Source records
- - - - - - -

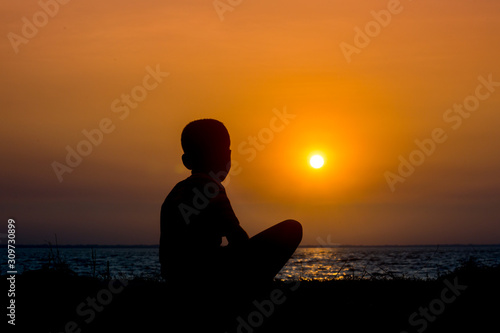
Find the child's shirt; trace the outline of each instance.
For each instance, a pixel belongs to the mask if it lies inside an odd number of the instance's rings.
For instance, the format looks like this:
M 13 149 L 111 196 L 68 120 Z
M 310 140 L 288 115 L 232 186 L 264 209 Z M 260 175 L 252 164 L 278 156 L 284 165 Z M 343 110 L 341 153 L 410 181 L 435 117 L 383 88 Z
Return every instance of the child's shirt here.
M 179 182 L 161 207 L 162 275 L 208 264 L 222 237 L 239 226 L 224 186 L 207 174 Z M 169 271 L 167 273 L 167 271 Z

- - - - - - -

▸ YOUR INSTRUCTIONS
Please return every line from the one that contains "M 13 149 L 111 196 L 68 120 Z" through the end of the entries, exactly, leaving out all others.

▸ EXERCISE SOLUTION
M 13 149 L 111 196 L 68 120 Z
M 310 140 L 288 115 L 232 186 L 264 209 Z M 260 175 L 252 164 L 278 156 L 284 165 Z M 343 110 L 341 153 L 410 181 L 435 117 L 383 88 Z
Return every instance of the child's shirt here.
M 179 182 L 161 207 L 162 275 L 208 264 L 222 237 L 239 226 L 224 186 L 207 174 Z M 169 271 L 167 273 L 167 271 Z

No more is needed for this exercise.